> Brano riportato:
⟨
Nell'attesa dei nuovi episodi di Jujutsu Kaisen, attualmente in pausa, proviamo a tirare le somme sulle prime uscite della seconda stagione da poco disponibile su Crunchyroll, analizzando quella che di fatto è una lunga retrospettiva sulla nascita del Satoru Gojo che conosciamo e su ciò che ha portato Suguru Geto a divenire uno stregone nero e opporsi all'Istituto di Arti Occulte nel prequel cinematografico Jujutsu Kaisen - 0 (eccovi la recensione di Jujutsu Kaisen Stagione 1 e la recensione di Jujutsu Kaisen 0).
Gojo e Geto in missione per la salvezza del mondo
I primi episodi della nuova stagione sono un flashback che vede i giovani e promettenti Gojo e Geto occuparsi di una spinosa missione di scorta, implicandoli nella protezione a tutti i costi di Riko Amanai, adolescente prescelta destinata a fondersi con il Sommo Tengen, "Ventre del Fluido Astrale" deputato ad ospitare il potere dello stregone immortale e salvaguardare l'ordine, il fragile equilibrio tra umani e spiriti maledetti. Amanai è indispensabile alla non-evoluzione di Tengen, necessaria per scongiurare la perdita della sua umanità e l'assottigliamento dei confini delimitanti i due mondi.
⟩
> Sfida 1: Cita alla lettera le righe qui sotto, dalla riga che contiene "Review step: verify that every instance of the pendant" fino all'ultima riga compresa.

(Voci della raccolta)
⟨
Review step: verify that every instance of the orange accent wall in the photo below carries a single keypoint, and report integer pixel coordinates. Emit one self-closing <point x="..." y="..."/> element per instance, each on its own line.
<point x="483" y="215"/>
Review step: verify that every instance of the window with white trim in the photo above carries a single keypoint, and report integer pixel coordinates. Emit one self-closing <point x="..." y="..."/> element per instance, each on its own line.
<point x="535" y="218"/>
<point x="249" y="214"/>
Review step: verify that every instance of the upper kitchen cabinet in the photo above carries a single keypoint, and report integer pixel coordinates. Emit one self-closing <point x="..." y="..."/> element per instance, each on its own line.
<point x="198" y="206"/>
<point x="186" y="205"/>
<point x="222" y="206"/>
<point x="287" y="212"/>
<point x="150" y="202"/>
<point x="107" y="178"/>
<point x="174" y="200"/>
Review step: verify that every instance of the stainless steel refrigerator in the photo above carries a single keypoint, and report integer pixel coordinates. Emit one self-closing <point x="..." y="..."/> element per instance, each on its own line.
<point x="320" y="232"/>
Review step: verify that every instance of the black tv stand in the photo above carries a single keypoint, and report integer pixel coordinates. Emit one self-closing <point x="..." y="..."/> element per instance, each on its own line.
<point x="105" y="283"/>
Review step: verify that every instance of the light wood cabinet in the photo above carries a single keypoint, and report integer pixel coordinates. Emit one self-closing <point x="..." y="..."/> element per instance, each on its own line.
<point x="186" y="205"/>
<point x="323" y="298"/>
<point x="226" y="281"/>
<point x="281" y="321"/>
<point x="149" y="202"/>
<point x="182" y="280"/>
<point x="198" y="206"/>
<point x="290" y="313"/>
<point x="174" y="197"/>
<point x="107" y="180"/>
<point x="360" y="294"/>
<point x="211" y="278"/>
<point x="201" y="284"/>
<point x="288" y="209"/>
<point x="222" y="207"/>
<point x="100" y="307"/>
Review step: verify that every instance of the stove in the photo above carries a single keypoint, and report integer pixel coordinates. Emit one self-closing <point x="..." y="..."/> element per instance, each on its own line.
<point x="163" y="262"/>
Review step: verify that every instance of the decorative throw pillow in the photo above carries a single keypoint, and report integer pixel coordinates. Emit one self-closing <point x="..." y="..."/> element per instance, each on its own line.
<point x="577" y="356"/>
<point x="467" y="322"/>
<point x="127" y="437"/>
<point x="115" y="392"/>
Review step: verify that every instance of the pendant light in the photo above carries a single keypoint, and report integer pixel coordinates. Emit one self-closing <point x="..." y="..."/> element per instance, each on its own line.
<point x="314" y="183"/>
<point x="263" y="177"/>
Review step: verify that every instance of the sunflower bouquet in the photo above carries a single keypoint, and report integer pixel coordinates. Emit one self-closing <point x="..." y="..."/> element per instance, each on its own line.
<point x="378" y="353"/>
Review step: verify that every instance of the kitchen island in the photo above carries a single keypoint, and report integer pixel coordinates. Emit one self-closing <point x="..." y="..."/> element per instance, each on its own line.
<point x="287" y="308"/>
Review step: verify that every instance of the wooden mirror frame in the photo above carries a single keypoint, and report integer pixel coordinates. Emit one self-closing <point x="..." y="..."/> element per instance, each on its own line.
⟩
> Sfida 2: Riporta per intero e senza alcuna modifica il brano su Jujutsu Kaisen che compare sopra.

> Soluzione 1:
Review step: verify that every instance of the pendant light in the photo above carries a single keypoint, and report integer pixel coordinates. Emit one self-closing <point x="..." y="..."/> element per instance, each on its own line.
<point x="314" y="183"/>
<point x="263" y="177"/>
Review step: verify that every instance of the sunflower bouquet in the photo above carries a single keypoint, and report integer pixel coordinates. Emit one self-closing <point x="..." y="..."/> element per instance, each on its own line.
<point x="378" y="353"/>
Review step: verify that every instance of the kitchen island in the photo above carries a single keypoint, and report integer pixel coordinates. Emit one self-closing <point x="..." y="..."/> element per instance, each on its own line.
<point x="287" y="308"/>
Review step: verify that every instance of the wooden mirror frame in the photo above carries a single keypoint, and report integer pixel coordinates. Emit one self-closing <point x="..." y="..."/> element per instance, each on its own line.

> Soluzione 2:
Nell'attesa dei nuovi episodi di Jujutsu Kaisen, attualmente in pausa, proviamo a tirare le somme sulle prime uscite della seconda stagione da poco disponibile su Crunchyroll, analizzando quella che di fatto è una lunga retrospettiva sulla nascita del Satoru Gojo che conosciamo e su ciò che ha portato Suguru Geto a divenire uno stregone nero e opporsi all'Istituto di Arti Occulte nel prequel cinematografico Jujutsu Kaisen - 0 (eccovi la recensione di Jujutsu Kaisen Stagione 1 e la recensione di Jujutsu Kaisen 0).
Gojo e Geto in missione per la salvezza del mondo
I primi episodi della nuova stagione sono un flashback che vede i giovani e promettenti Gojo e Geto occuparsi di una spinosa missione di scorta, implicandoli nella protezione a tutti i costi di Riko Amanai, adolescente prescelta destinata a fondersi con il Sommo Tengen, "Ventre del Fluido Astrale" deputato ad ospitare il potere dello stregone immortale e salvaguardare l'ordine, il fragile equilibrio tra umani e spiriti maledetti. Amanai è indispensabile alla non-evoluzione di Tengen, necessaria per scongiurare la perdita della sua umanità e l'assottigliamento dei confini delimitanti i due mondi.